→ WORK TO BE COMPLETED
In the agricultural carbon emission passage, rewrite the part from "where CE is" to "agricultural ploughing) [28].", changing "agricultural ploughing" to "agricultural tillage" wherever it appears.

3.3. Research Methods

3.3.1. Calculation of Agricultural Carbon Emission

Carbon emission from agricultural sources selected in this paper include chemical fertilizers, agricultural electricity, agricultural machinery, and agricultural ploughing, with reference to the existing research results at home and abroad, and their carbon emission coefficients are 0.8956 kg·kg⁻¹ [23], 0.785 kg·kwh⁻¹ [24], 0.18 kg·kw⁻¹ [25], and 312.6 kg·hm⁻² [26], respectively. Agricultural carbon emission intensity is the ratio of total agricultural carbon emission to the total area of cultivated land. In view of the fact that agricultural carbon emission intensity can more intuitively and truly reflect the regional situation, this study takes agricultural carbon emission intensity as an undesired output. In this paper, the result is added up using the multiplication of various types of carbon sources and their corresponding carbon emission coefficients to measure agricultural carbon emissions, which is calculated by [27]:

$$CE={{\displaystyle \sum }}^{}{C}_{it}={{\displaystyle \sum }}^{}{T}_{it}\times {\partial }_i$$

(1)

where CE is the total agricultural carbon emission, C_it is the agricultural carbon emission of category I carbon source in year t, T_it is the amount of category i carbon source in year t, and $\partial$_i represent the carbon emission coefficients for category i carbon source (i.e., chemical fertilizer, agricultural electricity, agricultural machinery power, and agricultural ploughing) [28].

As the progress of agricultural technology is accompanied by the growth of the agricultural economy, it is of more practical significance to consider the intensity of agricultural carbon emission per unit of agricultural output [29]. Therefore, the formula for calculating the agricultural carbon emission intensity is as follows:

$$ACE{I}_{it}=\frac{C{E}_{it}}{GD{P}_{it}}$$

(2)

where ACEI_it is the agricultural carbon emission intensity of the i city in year t, CE_it is the total agricultural carbon emission, and GDP_it is the total output value of the primary industry with the same price as in year t.

3.3.2. Super-Efficiency SBM Model

This paper measures the spatiotemporal heterogeneity of agricultural land eco-efficiency in the Yangtze River basin by the SBM directed distance function that includes undesired outputs, which is given by:

$${\rho }^{*}=\mathit{min}\frac{1-\left[\frac{1}{N}{{\displaystyle \sum }}_{n=1}^N{s}_n^x/x_n^k\right]}{1+\frac{1}{M+I}\left[{{\displaystyle \sum }}_{m=1}^M{s}_m^y/y_m^k+{{\displaystyle \sum }}_{i=1}^I{s}_i^b/b_i^k\right]}$$

(3)

→ RECORDED DATA
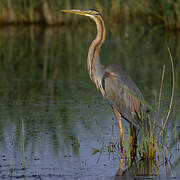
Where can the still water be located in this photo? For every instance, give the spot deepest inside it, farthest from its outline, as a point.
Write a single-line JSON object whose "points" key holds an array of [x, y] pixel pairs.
{"points": [[45, 91]]}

→ RESULT OF THIS EXERCISE
where CE is the total agricultural carbon emission, C_it is the agricultural carbon emission of category I carbon source in year t, T_it is the amount of category i carbon source in year t, and $\partial$_i represent the carbon emission coefficients for category i carbon source (i.e., chemical fertilizer, agricultural electricity, agricultural machinery power, and agricultural tillage) [28].